(Stored items)
↓↓↓

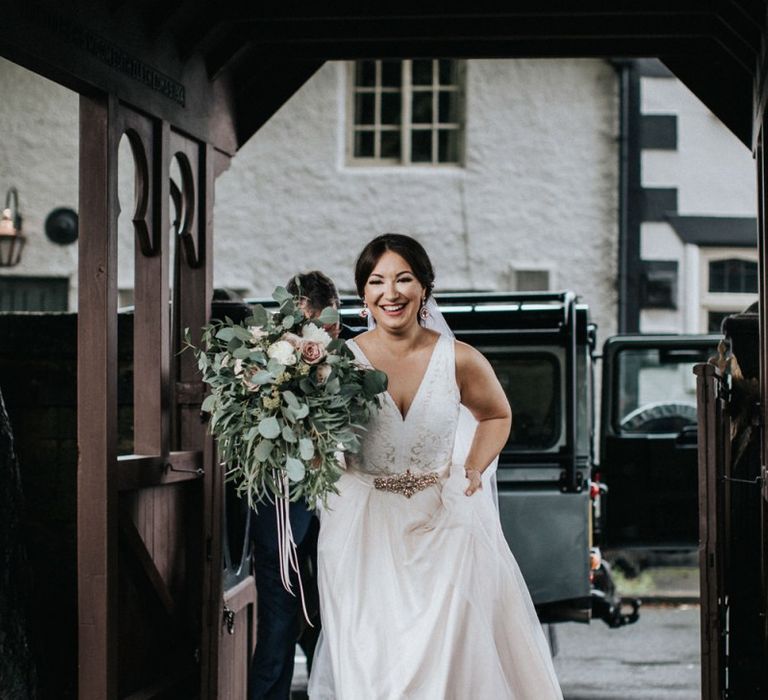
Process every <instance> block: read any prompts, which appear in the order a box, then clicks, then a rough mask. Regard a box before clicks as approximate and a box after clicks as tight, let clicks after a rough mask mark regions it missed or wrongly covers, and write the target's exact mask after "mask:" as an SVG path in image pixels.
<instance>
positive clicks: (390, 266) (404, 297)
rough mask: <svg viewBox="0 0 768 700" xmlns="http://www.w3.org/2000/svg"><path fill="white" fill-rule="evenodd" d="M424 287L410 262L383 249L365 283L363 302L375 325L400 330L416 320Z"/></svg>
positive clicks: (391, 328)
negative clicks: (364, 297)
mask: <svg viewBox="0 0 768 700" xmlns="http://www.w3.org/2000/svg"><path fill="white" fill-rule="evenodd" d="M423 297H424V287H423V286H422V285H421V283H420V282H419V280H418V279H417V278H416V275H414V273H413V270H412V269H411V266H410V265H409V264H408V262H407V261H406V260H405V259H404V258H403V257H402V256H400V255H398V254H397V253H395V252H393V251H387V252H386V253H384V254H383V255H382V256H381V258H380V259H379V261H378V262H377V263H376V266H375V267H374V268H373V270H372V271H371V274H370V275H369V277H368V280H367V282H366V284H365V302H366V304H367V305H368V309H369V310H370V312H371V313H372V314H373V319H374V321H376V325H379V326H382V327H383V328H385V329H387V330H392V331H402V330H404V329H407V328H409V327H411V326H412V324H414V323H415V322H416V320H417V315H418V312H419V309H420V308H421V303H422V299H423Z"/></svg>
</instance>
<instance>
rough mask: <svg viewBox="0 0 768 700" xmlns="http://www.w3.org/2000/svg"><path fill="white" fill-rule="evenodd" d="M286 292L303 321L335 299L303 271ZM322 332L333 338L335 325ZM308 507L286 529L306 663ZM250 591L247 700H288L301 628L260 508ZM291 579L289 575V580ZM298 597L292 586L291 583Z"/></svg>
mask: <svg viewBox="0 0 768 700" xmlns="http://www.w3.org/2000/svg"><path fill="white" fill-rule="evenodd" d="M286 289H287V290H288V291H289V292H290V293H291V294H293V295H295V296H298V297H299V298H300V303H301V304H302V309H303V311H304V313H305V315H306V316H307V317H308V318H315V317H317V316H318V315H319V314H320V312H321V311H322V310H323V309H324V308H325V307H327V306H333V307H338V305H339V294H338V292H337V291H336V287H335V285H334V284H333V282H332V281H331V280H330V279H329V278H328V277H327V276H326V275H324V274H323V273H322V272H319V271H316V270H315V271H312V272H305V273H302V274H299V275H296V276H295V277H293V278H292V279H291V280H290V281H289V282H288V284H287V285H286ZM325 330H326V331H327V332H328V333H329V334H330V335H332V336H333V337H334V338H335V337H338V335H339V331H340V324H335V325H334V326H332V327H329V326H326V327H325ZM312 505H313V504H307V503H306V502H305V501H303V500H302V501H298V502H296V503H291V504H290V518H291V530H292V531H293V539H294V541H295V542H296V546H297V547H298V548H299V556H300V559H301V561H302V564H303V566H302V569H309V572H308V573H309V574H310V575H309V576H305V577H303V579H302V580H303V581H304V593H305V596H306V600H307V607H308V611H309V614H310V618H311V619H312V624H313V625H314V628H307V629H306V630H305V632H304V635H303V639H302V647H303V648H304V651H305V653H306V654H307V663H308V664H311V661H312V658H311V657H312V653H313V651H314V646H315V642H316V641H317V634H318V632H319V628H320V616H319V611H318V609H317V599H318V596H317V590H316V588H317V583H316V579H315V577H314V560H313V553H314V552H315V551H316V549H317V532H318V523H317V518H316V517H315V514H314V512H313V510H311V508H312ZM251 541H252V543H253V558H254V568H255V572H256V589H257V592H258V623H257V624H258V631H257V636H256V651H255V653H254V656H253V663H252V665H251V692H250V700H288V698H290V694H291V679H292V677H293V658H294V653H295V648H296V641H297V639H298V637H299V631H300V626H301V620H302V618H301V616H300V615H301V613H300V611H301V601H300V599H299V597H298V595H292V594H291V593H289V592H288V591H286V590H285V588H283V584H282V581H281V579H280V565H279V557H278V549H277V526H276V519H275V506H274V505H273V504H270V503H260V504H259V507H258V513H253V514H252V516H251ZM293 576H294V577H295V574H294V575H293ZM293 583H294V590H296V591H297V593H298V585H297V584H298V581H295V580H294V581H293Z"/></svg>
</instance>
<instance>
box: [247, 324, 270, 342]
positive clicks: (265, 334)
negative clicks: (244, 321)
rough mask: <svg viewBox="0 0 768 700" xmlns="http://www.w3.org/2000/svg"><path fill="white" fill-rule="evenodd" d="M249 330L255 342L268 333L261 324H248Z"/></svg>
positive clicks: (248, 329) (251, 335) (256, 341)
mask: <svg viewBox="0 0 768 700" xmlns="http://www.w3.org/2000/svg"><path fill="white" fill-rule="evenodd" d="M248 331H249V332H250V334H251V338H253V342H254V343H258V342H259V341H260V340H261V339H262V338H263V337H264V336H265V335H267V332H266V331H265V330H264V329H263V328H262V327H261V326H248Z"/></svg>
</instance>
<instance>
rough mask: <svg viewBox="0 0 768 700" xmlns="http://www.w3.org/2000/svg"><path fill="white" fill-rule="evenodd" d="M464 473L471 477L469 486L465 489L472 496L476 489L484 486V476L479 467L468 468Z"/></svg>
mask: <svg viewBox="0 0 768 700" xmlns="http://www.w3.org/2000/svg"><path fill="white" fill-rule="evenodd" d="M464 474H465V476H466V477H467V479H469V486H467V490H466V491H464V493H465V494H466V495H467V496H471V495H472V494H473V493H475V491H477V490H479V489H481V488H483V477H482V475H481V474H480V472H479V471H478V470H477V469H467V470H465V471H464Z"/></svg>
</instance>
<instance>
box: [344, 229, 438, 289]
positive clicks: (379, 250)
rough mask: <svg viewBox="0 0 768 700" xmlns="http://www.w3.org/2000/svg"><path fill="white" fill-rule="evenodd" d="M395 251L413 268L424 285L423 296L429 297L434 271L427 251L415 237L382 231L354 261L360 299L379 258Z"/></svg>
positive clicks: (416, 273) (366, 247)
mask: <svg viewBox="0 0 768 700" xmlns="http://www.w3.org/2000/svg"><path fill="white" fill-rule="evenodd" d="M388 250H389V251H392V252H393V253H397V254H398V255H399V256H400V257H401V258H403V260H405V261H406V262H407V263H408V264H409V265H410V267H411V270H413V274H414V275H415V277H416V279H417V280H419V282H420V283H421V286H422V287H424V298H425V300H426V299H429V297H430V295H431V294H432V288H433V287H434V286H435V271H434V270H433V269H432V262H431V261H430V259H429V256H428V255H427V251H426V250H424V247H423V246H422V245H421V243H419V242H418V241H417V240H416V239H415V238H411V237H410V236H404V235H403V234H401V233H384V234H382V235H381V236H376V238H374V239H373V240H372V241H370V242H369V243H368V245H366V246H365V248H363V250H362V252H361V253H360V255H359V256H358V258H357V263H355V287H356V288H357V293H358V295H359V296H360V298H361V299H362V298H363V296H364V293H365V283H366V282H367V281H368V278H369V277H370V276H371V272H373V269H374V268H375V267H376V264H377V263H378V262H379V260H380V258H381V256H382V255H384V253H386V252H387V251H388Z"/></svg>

↑↑↑

▶ **What to do**
Drop every image, please, and write out the data above exactly as shown.

▶ **Result below**
Process every <instance> block: read any prompts, which appear in the order a box, then clicks, then a rough mask. Regard a box before clicks as approximate and a box after clicks as tight, let clicks after a rough mask mark regions it missed or wrongly covers, and write the target's exact mask after "mask:" as an SVG path in image pixels.
<instance>
positive clicks: (390, 266) (404, 297)
rough mask: <svg viewBox="0 0 768 700" xmlns="http://www.w3.org/2000/svg"><path fill="white" fill-rule="evenodd" d="M424 287L410 262L383 249L365 283L363 302L375 325L400 330L416 320Z"/></svg>
positive clicks: (391, 328)
negative clicks: (364, 297)
mask: <svg viewBox="0 0 768 700" xmlns="http://www.w3.org/2000/svg"><path fill="white" fill-rule="evenodd" d="M423 297H424V287H423V286H422V285H421V283H420V282H419V280H418V279H417V278H416V275H414V273H413V270H412V269H411V266H410V265H409V264H408V262H407V261H406V260H405V259H404V258H403V257H402V256H400V255H398V254H397V253H395V252H393V251H387V252H386V253H384V254H383V255H382V256H381V258H380V259H379V261H378V262H377V263H376V266H375V267H374V268H373V270H372V271H371V274H370V275H369V277H368V280H367V282H366V284H365V302H366V304H367V305H368V309H369V310H370V312H371V313H372V314H373V319H374V321H376V325H379V326H382V327H383V328H385V329H387V330H392V331H402V330H404V329H407V328H409V327H411V326H412V324H414V323H415V322H416V320H417V315H418V312H419V309H420V308H421V303H422V299H423Z"/></svg>
</instance>
<instance>
rough mask: <svg viewBox="0 0 768 700" xmlns="http://www.w3.org/2000/svg"><path fill="white" fill-rule="evenodd" d="M286 292L303 321L335 299L303 271ZM322 332L333 338L335 325ZM308 507L286 529L306 663ZM250 591L247 700H288L301 628L260 508ZM291 579L289 575V580ZM298 597L292 586L291 583Z"/></svg>
mask: <svg viewBox="0 0 768 700" xmlns="http://www.w3.org/2000/svg"><path fill="white" fill-rule="evenodd" d="M286 289H287V290H288V291H289V292H290V293H291V294H293V295H295V296H298V297H299V298H300V303H301V304H302V309H303V311H304V313H305V315H306V316H307V317H308V318H315V317H317V316H318V315H319V314H320V312H321V311H322V310H323V309H324V308H325V307H327V306H333V307H338V305H339V294H338V292H337V291H336V287H335V285H334V284H333V282H332V281H331V280H330V279H329V278H328V277H327V276H326V275H324V274H323V273H322V272H319V271H316V270H315V271H312V272H305V273H302V274H299V275H296V276H295V277H293V278H292V279H291V280H290V281H289V282H288V284H287V285H286ZM325 330H326V331H327V332H328V333H329V334H330V335H332V336H333V337H334V338H335V337H338V335H339V331H340V324H335V325H334V326H332V327H329V326H326V327H325ZM312 505H313V504H307V503H306V502H305V501H303V500H302V501H298V502H296V503H291V504H290V518H291V530H292V531H293V539H294V541H295V542H296V546H297V547H298V548H299V556H300V559H301V561H302V564H303V566H302V569H309V572H308V573H309V574H310V575H309V576H305V577H303V579H302V580H303V581H304V593H305V596H306V600H307V607H308V611H309V614H310V618H311V619H312V624H313V625H314V628H307V629H306V630H305V632H304V635H303V639H302V647H303V648H304V651H305V653H306V654H307V663H308V664H311V661H312V658H311V657H312V653H313V651H314V646H315V642H316V641H317V634H318V632H319V628H320V616H319V611H318V609H317V599H318V596H317V590H316V588H317V583H316V579H315V577H314V560H313V553H314V552H315V551H316V549H317V532H318V523H317V518H316V517H315V514H314V512H313V510H311V508H312ZM251 541H252V543H253V558H254V568H255V572H256V589H257V592H258V623H257V624H258V631H257V636H256V651H255V653H254V656H253V663H252V665H251V692H250V700H288V698H290V694H291V679H292V677H293V658H294V653H295V648H296V641H297V639H298V637H299V631H300V626H301V620H302V618H301V616H300V615H301V613H300V611H301V601H300V599H299V597H298V595H292V594H291V593H289V592H288V591H286V590H285V588H283V584H282V581H281V579H280V565H279V557H278V549H277V526H276V519H275V506H274V505H273V504H270V503H260V504H259V507H258V513H253V514H252V516H251ZM293 576H294V577H295V574H294V575H293ZM293 583H294V590H296V591H297V593H298V585H297V584H298V581H295V580H294V581H293Z"/></svg>
</instance>
<instance>
box: [247, 324, 270, 342]
positive clicks: (265, 334)
negative clicks: (244, 321)
rough mask: <svg viewBox="0 0 768 700" xmlns="http://www.w3.org/2000/svg"><path fill="white" fill-rule="evenodd" d="M249 330L255 342L268 333L261 324H248Z"/></svg>
positive clicks: (248, 329) (251, 335) (256, 341)
mask: <svg viewBox="0 0 768 700" xmlns="http://www.w3.org/2000/svg"><path fill="white" fill-rule="evenodd" d="M248 331H249V332H250V334H251V338H253V342H254V343H258V342H259V341H260V340H261V339H262V338H263V337H264V336H265V335H267V332H266V331H265V330H264V329H263V328H262V327H261V326H248Z"/></svg>
</instance>
<instance>
rough mask: <svg viewBox="0 0 768 700" xmlns="http://www.w3.org/2000/svg"><path fill="white" fill-rule="evenodd" d="M464 473L471 477L469 486L465 489L472 496L476 489L484 486V476L479 467L468 468Z"/></svg>
mask: <svg viewBox="0 0 768 700" xmlns="http://www.w3.org/2000/svg"><path fill="white" fill-rule="evenodd" d="M464 474H465V476H466V477H467V479H469V486H467V490H466V491H464V493H465V494H466V495H467V496H471V495H472V494H473V493H475V491H477V490H479V489H481V488H483V477H482V475H481V474H480V472H479V471H478V470H477V469H467V470H465V471H464Z"/></svg>
</instance>
<instance>
box: [344, 229, 438, 289]
positive clicks: (379, 250)
rough mask: <svg viewBox="0 0 768 700" xmlns="http://www.w3.org/2000/svg"><path fill="white" fill-rule="evenodd" d="M395 251L413 268L424 285L423 296L429 297L434 271L427 251L415 237L382 231L354 261L360 299L379 258Z"/></svg>
positive clicks: (416, 273) (366, 247)
mask: <svg viewBox="0 0 768 700" xmlns="http://www.w3.org/2000/svg"><path fill="white" fill-rule="evenodd" d="M388 250H389V251H392V252H393V253H397V254H398V255H399V256H400V257H401V258H403V260H405V261H406V262H407V263H408V264H409V265H410V267H411V270H413V274H414V275H415V277H416V279H417V280H419V282H420V283H421V286H422V287H424V298H425V300H426V299H429V297H430V295H431V294H432V288H433V287H434V286H435V271H434V270H433V269H432V262H431V261H430V259H429V256H428V255H427V251H426V250H424V247H423V246H422V245H421V243H419V242H418V241H417V240H416V239H415V238H411V237H410V236H404V235H403V234H401V233H384V234H382V235H381V236H376V238H374V239H373V240H372V241H370V242H369V243H368V245H366V246H365V248H363V250H362V252H361V253H360V255H359V256H358V258H357V263H355V287H356V288H357V293H358V295H359V296H360V298H361V299H362V298H363V296H364V293H365V283H366V282H367V281H368V278H369V277H370V276H371V272H373V269H374V268H375V267H376V264H377V263H378V262H379V260H380V258H381V256H382V255H384V253H386V252H387V251H388Z"/></svg>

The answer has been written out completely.